*Documento*.
+++++

1 As disputas a partir de
1949
A
perspectiva conservadora sempre rondou debates, ações e iniciativas na área de
direitos reprodutivos no Brasil. As intervenções para impedir o direito ao aborto
em qualquer circunstância contaram com a participação e alianças de setores
religiosos, principalmente da Igreja Católica. A perspectiva moralizante foi
uma das principais balizadoras do conservadorismo, norteada por concepções
unitárias e, segundo Vaggione, Machado e Biroli (2020), serve de base para a regulação da vida
social e reprodutiva de toda a população.
O conservadorismo clássico, segundo Souza (2016),
caracteriza-se como antimoderno, antirrepublicano e antiliberal, uma reação antiburguesa à Revolução Francesa e aos ideais iluministas,
tendo em Edmund Burke seu grande expoente. Consiste, nesse sentido, numa
crítica à sociedade burguesa, que busca no passado as respostas para a
sociedade que almeja. Os conservadores clássicos encontravam na monarquia, na
tradição e na hierarquia, ancorados no irracionalismo, aquilo que desejavam
para uma sociedade equilibrada. Para eles, as desigualdades eram,
naturalmente, postas e irremediáveis, além de serem importantes para a
manutenção da ordem da vida em sociedade. Esta entendida como uma entidade
orgânica regida por leis internas, que advêm das instituições criadas
diretamente por Deus e manifestadas nas tradições.
Para os conservadores, tudo nessa
sociedade natural e tradicionalmente coerente tem uma função: desde as pessoas,
as instituições, as crenças, os preconceitos. Estes últimos são compreendidos
por Burke (1982) como fruto do acúmulo de sabedoria entre os séculos e têm a
ver com a necessidade profunda de segurança do homem, possibilitando respostas
imediatas, evitando que fiquem hesitantes na hora de tomar decisões. O
conservador considera, desse modo, que qualquer ação objetivando mitigar ou
reduzir as desigualdades altera e perverte a ordem natural da sociedade. Os
esforços para reformar ou refazer algo em sociedade vai contra esse todo que é
coerente por natureza (BURKE, 1982).

+++++

*Material fornecido*.
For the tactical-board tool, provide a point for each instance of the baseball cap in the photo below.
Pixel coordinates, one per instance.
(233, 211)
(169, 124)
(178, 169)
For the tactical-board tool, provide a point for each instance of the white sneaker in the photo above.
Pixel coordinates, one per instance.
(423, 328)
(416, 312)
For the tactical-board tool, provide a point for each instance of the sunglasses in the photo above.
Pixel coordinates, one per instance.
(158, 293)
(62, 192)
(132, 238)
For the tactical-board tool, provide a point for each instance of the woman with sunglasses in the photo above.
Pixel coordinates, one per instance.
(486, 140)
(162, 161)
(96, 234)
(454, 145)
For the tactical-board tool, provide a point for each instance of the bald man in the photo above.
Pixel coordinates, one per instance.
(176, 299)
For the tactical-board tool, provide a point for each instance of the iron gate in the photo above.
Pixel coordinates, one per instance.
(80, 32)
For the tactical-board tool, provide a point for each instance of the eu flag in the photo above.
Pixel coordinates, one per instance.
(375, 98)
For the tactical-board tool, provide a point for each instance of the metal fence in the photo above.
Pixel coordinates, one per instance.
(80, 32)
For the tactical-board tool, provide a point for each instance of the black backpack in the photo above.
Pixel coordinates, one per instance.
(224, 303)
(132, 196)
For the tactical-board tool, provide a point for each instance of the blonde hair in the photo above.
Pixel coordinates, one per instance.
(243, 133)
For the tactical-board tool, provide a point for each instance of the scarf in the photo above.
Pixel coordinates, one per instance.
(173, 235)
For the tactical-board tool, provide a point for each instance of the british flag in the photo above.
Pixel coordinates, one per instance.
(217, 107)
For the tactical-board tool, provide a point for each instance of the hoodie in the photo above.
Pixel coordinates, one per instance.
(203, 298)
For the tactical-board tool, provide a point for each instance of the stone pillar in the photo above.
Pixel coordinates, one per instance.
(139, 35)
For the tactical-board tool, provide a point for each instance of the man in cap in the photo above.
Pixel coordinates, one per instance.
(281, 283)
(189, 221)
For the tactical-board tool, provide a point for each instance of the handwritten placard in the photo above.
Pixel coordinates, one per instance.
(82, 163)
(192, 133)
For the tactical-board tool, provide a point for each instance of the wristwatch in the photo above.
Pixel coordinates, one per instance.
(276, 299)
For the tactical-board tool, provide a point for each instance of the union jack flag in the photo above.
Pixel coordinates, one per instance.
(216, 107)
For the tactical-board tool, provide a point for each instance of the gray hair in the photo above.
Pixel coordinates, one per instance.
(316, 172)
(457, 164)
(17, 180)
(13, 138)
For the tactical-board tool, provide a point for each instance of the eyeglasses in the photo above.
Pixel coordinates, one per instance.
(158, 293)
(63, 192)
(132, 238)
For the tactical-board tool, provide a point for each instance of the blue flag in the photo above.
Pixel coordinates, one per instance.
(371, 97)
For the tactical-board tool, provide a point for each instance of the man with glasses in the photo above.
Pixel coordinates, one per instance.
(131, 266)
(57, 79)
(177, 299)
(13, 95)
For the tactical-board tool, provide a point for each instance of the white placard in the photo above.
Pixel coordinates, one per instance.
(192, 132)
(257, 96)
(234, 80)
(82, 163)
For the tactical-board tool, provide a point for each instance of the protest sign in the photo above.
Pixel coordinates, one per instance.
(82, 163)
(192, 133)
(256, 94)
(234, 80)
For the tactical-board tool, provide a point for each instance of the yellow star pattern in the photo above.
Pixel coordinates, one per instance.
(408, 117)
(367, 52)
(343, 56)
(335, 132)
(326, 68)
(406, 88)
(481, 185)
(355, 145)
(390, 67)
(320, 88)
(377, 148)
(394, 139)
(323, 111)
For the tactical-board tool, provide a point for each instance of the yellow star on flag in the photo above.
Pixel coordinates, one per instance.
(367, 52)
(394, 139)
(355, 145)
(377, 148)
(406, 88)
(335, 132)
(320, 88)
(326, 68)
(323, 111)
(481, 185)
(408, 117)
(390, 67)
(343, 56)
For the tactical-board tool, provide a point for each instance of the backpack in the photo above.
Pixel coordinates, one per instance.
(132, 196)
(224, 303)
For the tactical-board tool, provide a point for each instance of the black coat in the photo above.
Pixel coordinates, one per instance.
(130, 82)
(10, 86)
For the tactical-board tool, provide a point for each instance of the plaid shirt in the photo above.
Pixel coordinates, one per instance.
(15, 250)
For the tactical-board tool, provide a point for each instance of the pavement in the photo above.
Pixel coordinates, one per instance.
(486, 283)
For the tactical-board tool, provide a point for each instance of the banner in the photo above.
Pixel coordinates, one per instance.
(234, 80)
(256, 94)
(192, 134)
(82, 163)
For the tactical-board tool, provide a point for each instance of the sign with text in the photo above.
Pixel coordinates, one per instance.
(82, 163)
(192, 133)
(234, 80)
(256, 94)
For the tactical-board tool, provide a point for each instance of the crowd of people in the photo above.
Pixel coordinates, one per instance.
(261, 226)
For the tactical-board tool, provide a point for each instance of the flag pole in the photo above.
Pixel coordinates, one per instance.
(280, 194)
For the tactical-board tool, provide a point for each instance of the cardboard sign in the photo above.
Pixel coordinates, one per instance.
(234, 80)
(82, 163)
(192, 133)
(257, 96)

+++++

*Ações solicitadas*.
1) Extraia dos registros todas as linhas que contêm a palavra "white", diferenciando maiúsculas de minúsculas.
2) Retome o texto sobre o conservadorismo e os direitos reprodutivos no Brasil, começando logo após a última frase apresentada.

*Respostas em ordem*.
1)
For the tactical-board tool, provide a point for each instance of the white sneaker in the photo above.
For the tactical-board tool, provide a point for each instance of the white placard in the photo above.

2)
Atualmente, há um fortalecimento dos ideais
conservadores remodelados para o contexto vigente e às necessidades do
patriarcado-racismo-capitalismo. O chamado neoconservadorismo, conservadorismo
moderno ou conservadorismo da atualidade recupera pilares importantes do
conservadorismo clássico, atualizando-o e adaptando-o aos tempos atuais. Uma
das características fortemente presente nos tempos atuais é o irracionalismo e
negação da cientificidade. Sobre isso, Souza (2016) considera que Burke
originou a forma peculiar de construção do discurso conservador, que rebate no
contexto que vivemos no Brasil.
A maioria dos
conservadores da contemporaneidade tende, outra vez, a elevar as paixões, os
sentimentos, as intuições, ao patamar de fonte verdadeira de conhecimentos,
posto que são provenientes das verdades profundas da alma humana e, por isso,
seriam mais puras que as conclusões eivadas pelo crivo artificial da razão e
do método científico. Esse afastamento e essa destruição da razão (Lukács, 1972),
tal como concebida pela modernidade, permitem situar Edmund Burke como um dos
pioneiros do irracionalismo (SOUZA, 2016, p. 376).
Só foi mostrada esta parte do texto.